**Set task 1**
In the forum thread about mpirun failing while srun works, why does the first reply suspect the ARM processor as the root of the problems? Answer in one to three sentences.
● ● ● ● ●
Re: [OMPI users] srun works, mpirun does not

2018-06-18 Thread r...@open-mpi.org
This is on an ARM processor? I suspect that is the root of the problems as we 
aren’t seeing anything like this elsewhere.


> On Jun 18, 2018, at 1:27 PM, Bennet Fauber  wrote:
> 
> If it's of any use, 3.0.0 seems to hang at
> 
> Making check in class
> make[2]: Entering directory `/tmp/build/openmpi-3.0.0/test/class'
> make  ompi_rb_tree opal_bitmap opal_hash_table opal_proc_table
> opal_tree opal_list opal_value_array opal_pointer_array opal_lifo
> opal_fifo
> make[3]: Entering directory `/tmp/build/openmpi-3.0.0/test/class'
> make[3]: `ompi_rb_tree' is up to date.
> make[3]: `opal_bitmap' is up to date.
> make[3]: `opal_hash_table' is up to date.
> make[3]: `opal_proc_table' is up to date.
> make[3]: `opal_tree' is up to date.
> make[3]: `opal_list' is up to date.
> make[3]: `opal_value_array' is up to date.
> make[3]: `opal_pointer_array' is up to date.
> make[3]: `opal_lifo' is up to date.
> make[3]: `opal_fifo' is up to date.
> make[3]: Leaving directory `/tmp/build/openmpi-3.0.0/test/class'
> make  check-TESTS
> make[3]: Entering directory `/tmp/build/openmpi-3.0.0/test/class'
> make[4]: Entering directory `/tmp/build/openmpi-3.0.0/test/class'
> 
> I have to interrupt it, but it's been many minutes, and usually these
> have not been behaving this way.
> 
> -- bennet
> 
> On Mon, Jun 18, 2018 at 4:21 PM Bennet Fauber  wrote:
>> 
>> No such luck.  If it matters, mpirun does seem to work with processes
>> on the local node that have no internal MPI code.  That is,
>> 
>> [bennet@cavium-hpc ~]$ mpirun -np 4 hello
>> Hello, ARM
>> Hello, ARM
>> Hello, ARM
>> Hello, ARM
>> 
>> but it fails with a similar error if run while a SLURM job is active; i.e.,
>> 
>> [bennet@cavium-hpc ~]$ mpirun hello
>> --
>> ORTE has lost communication with a remote daemon.
● ● ● ● ●
**Set task 2**
Report every line in the entries below that contains the word "butterfly".

**Records for this task**
● ● ● ● ●
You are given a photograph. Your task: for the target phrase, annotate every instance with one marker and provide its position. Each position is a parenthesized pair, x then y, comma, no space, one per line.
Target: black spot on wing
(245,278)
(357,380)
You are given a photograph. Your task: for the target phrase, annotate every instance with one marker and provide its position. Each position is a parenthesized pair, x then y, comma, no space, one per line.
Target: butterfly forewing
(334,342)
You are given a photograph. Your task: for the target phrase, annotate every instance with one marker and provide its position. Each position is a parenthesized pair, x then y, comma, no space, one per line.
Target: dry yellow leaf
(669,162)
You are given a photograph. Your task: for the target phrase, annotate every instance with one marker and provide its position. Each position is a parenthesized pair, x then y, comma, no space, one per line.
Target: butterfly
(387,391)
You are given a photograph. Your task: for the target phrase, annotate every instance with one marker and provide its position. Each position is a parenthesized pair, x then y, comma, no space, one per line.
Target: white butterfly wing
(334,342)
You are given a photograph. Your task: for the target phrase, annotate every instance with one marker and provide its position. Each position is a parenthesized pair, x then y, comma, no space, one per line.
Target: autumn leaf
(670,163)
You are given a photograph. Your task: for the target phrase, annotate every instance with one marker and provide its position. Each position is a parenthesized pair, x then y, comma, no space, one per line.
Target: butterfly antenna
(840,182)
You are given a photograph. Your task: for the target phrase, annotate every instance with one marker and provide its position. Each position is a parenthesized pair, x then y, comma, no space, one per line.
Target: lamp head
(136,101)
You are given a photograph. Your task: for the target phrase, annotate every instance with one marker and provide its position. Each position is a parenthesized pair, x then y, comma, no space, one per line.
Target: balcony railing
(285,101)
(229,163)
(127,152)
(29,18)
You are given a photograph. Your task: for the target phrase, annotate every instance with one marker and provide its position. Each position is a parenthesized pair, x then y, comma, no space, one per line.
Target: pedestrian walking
● ● ● ● ●
**Complete answer 1**
The reply suspects the ARM processor because they aren't seeing anything like this problem elsewhere.

**Complete answer 2**
Target: butterfly forewing
Target: butterfly
Target: white butterfly wing
Target: butterfly antenna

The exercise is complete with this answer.